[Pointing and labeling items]
------------------------------------------------

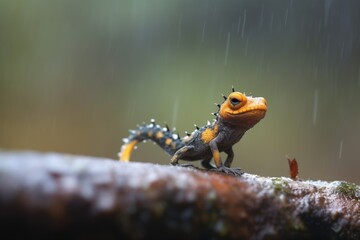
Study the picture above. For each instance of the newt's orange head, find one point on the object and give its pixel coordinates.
(242, 110)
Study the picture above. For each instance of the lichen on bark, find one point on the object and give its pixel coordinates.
(61, 196)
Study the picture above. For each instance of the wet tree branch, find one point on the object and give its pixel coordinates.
(60, 196)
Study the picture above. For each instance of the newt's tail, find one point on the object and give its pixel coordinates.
(166, 139)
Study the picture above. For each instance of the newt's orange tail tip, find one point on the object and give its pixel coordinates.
(126, 151)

------------------------------------------------

- _Directions_: Copy every line of the items above word for word, but leave out the pictures.

- _Reply_:
Study the picture above. For each instance of the newt's orange head, find one point on the object and give its pixel coordinates.
(242, 110)
Study the picture above. For each instance of the lichen on bark, find one point on the object and give its pixel coordinates.
(61, 196)
Study the picture above. For each instance of the wet tree branch, find one point on the object and give its pixel coordinates.
(60, 196)
Study the picture above. For each instance of the newt's tail, find one point on the object and give its pixel coordinates.
(166, 139)
Study the picture above. For each instance of the newt's orange tail tip, find one point on the object and give its pixel coordinates.
(126, 151)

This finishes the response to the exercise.